— Begin TEXT EXCERPT —
Lastly, please also consider that I intend to upgrade both PC’s so my budget is limited as it is divided between  both PC’s.  Unfortunately ‘top shelf’ components are out of my reach, but good  quality and value for money are sought.

Would the following upgrades work and are there any other alternatives that you could recommend, make / brand and model etc?

*Make:   Advent
Model:  3512

SPECIFICATION

Intel Pentium 4.
3.06Ghz.
HDD 120GB (Samsung SV1204H).
DDR - 512MB (PC2-2100)  crucial.com incorrectly state (PC2-2700).
GF4 MX440 128MB.
48 x CD-RW.
16 x DVD.
Fax / Modem.
Windows XP Home Edition.*  Possibly Windows Vista in the future.

*UPGRADES*

*Gigabyte GeForce 7600GS 256MB DDR2 AGP8x (Model: N76G256D-RH)*.

*HDD 300 / 320GB IDE/PATA *- I’m undecided here. I don’t want a ‘Raid’ array, but its either _Western Digital _or _Seagate_.  So far the _WD_ is slightly favoured due to its better value, bigger size and good report by _PC Pro_.

*Western Digital WD3200JB Caviar SE 320GB 7200rpm ATA-100 8MB Cache.
Seagate ST3300831A Barracuda 300GB 7200RPM ATA/100 8MB Cache - OEM*

*DDR / Ram *- Undecided here too.  I’ve been advised by two guys from _PC World_, one suggests to add another 512MB RAM either PC2-2100 or PC2-2700, maybe _Crucial_, _Corsair_ or _Kingston_ and 512MB DDR2 to the other PC.  The PC2-2700 will allegedly work at a slower rate, in line with the original above.  He also advises NOT to increase the RAM due to the limitations of the _Advent_ and its processor, suggesting it may crash if using 1GB together with the installed 512MB original.
— End TEXT EXCERPT —
- [TASK A]
Based on the PC upgrade post, answer yes or no to each statement and quote the words that decide it: (i) The poster wants a RAID array. (ii) The poster plans to upgrade both PCs. (iii) The installed graphics card has 256MB.
- [TASK B]
Carry on the PC upgrade post from its final sentence.
You won't need the listing for any of this.
— Begin RECORDS SUPPLIED —
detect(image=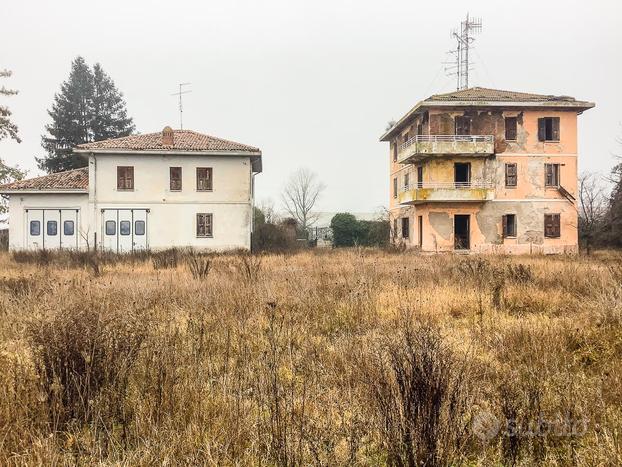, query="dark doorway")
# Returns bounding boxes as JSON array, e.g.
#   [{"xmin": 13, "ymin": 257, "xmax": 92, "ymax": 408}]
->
[
  {"xmin": 454, "ymin": 162, "xmax": 471, "ymax": 188},
  {"xmin": 454, "ymin": 214, "xmax": 471, "ymax": 250}
]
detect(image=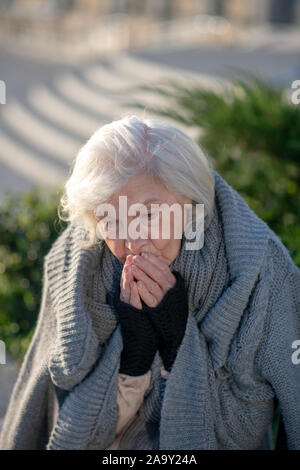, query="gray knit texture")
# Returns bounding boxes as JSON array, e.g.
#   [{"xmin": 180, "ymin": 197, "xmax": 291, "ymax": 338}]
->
[{"xmin": 0, "ymin": 170, "xmax": 300, "ymax": 450}]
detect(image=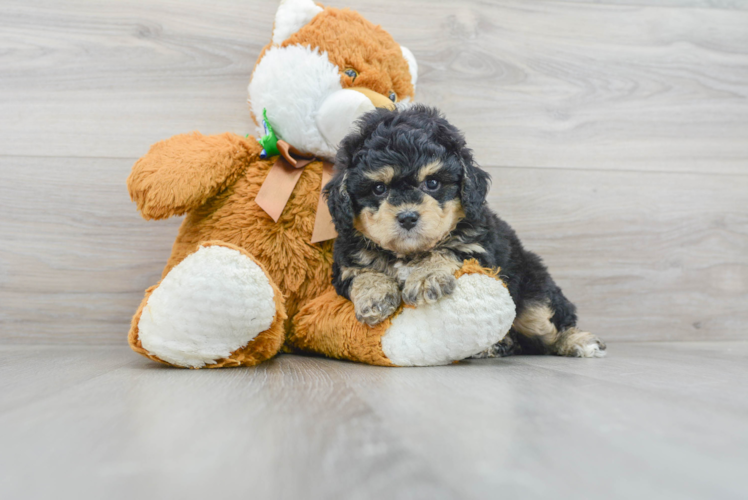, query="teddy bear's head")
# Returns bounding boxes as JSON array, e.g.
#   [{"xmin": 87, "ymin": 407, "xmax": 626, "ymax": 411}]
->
[{"xmin": 249, "ymin": 0, "xmax": 417, "ymax": 159}]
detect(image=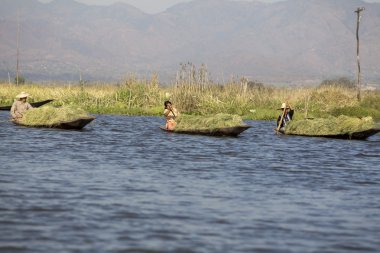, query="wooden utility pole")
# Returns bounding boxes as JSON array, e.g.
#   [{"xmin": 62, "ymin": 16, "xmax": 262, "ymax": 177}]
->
[
  {"xmin": 16, "ymin": 13, "xmax": 20, "ymax": 85},
  {"xmin": 355, "ymin": 7, "xmax": 365, "ymax": 101}
]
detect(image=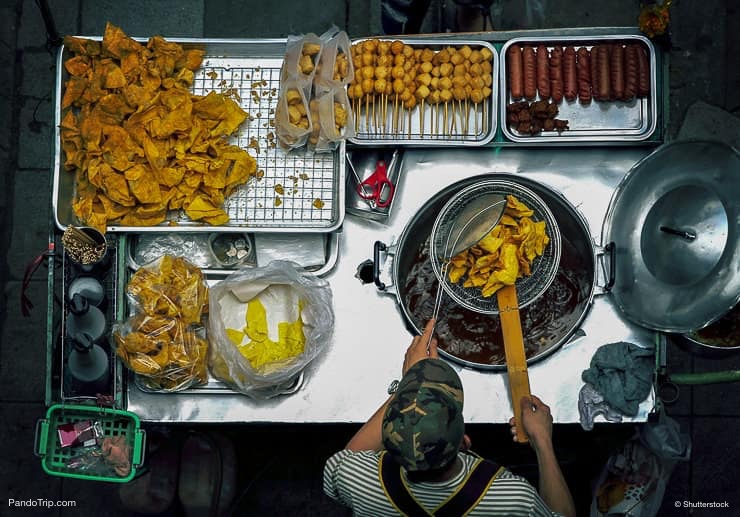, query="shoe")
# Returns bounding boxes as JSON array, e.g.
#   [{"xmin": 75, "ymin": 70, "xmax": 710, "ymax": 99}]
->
[
  {"xmin": 118, "ymin": 436, "xmax": 180, "ymax": 515},
  {"xmin": 177, "ymin": 432, "xmax": 236, "ymax": 517}
]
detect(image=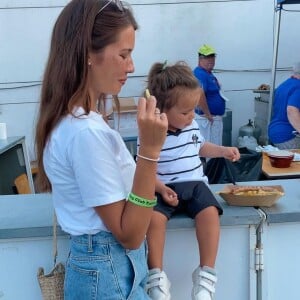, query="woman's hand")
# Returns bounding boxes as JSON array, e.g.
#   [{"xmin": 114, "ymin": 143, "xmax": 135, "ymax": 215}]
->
[
  {"xmin": 161, "ymin": 185, "xmax": 179, "ymax": 206},
  {"xmin": 137, "ymin": 96, "xmax": 168, "ymax": 159}
]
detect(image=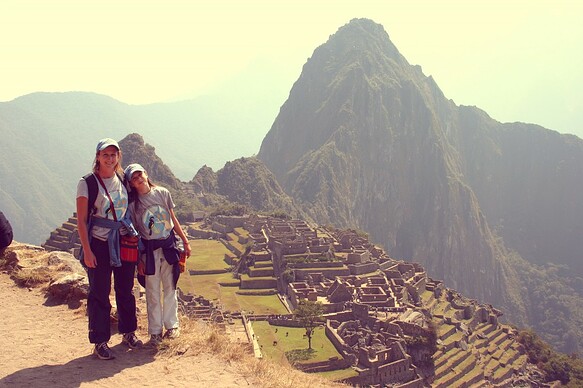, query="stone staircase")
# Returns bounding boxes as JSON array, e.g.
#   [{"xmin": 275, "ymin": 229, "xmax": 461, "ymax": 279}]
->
[{"xmin": 41, "ymin": 213, "xmax": 81, "ymax": 257}]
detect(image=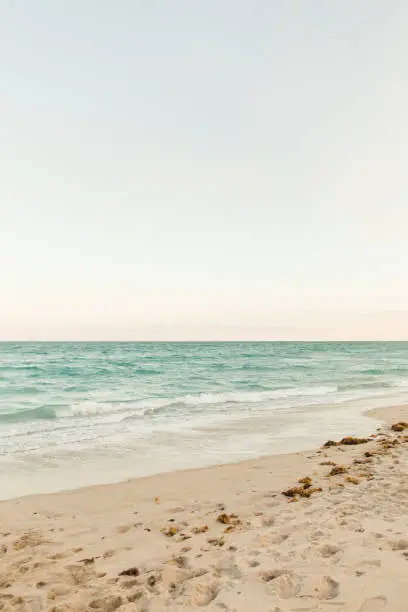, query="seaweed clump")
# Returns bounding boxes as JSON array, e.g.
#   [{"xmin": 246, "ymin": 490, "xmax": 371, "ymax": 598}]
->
[
  {"xmin": 391, "ymin": 421, "xmax": 408, "ymax": 431},
  {"xmin": 329, "ymin": 465, "xmax": 347, "ymax": 476},
  {"xmin": 340, "ymin": 436, "xmax": 370, "ymax": 446},
  {"xmin": 344, "ymin": 476, "xmax": 360, "ymax": 484},
  {"xmin": 323, "ymin": 440, "xmax": 339, "ymax": 448},
  {"xmin": 282, "ymin": 476, "xmax": 322, "ymax": 501},
  {"xmin": 217, "ymin": 512, "xmax": 242, "ymax": 533}
]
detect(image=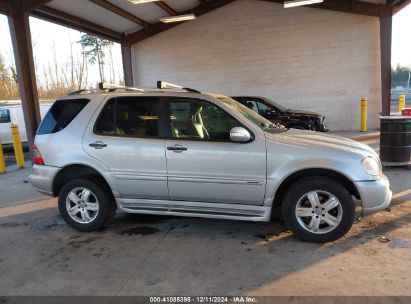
— End RECORDS SUPPLIED —
- [WRITTEN REPLY A]
(i) No: "I don’t want a ‘Raid’ array"
(ii) Yes: "I intend to upgrade both PC’s"
(iii) No: "GF4 MX440 128MB."

- [WRITTEN REPLY B]
The other guy in _PC World _ said adding 1GB Ram to the installed 512MB DDR / DDR2 in each PC would be ok.

Interestingly, _Crucial_ state the following for the above PC:

*'Maximum Memory: 2048MB USB Support: 1.x Compliant Standard Memory: 512MB removable Slots: 2 (2 banks of 1) Graphics Support: AGP4x'*

_PC World _have looked inside my PC and said the PC accepts *AGP8x*.
Are _Crucial_ correct or incorrect as they are with the RAM?  Is this compatible with *AGP4x?*  What is the difference and can I use the *7600GS*?


Our other PC is only branded externally by our ISP.  Inside it has the following:

*SPECIFICATION*

*Intel Pentium 4.
3.06Ghz.
Foxconn Motherboard - 945GZ7MC.
HDD 160GB (Samsung SP1644N) 7200RPM /2M/PATA.*
The ribbon only has *one PATA/IDE * interface connector, which is attached to the above HDD, but the motherboard has the facility to *four SATA2* type connectors.  As a result I’m looking to add a SATA HDD.
*DDR2 - 512MB Dynet (DNHM5U512B6FE - A5 DDR2 533 (4) 512 MX8).*
I’m informed that the installed RAM is equivalent to 1GB due to the BUS speed?
*HEC - 300AR-PTE 300W Power Supply.
DVD - Writer.
MATX Case.
Windows XP Media Centre Edition 2005.*
Hopefully Windows Vista Upgrade very soon.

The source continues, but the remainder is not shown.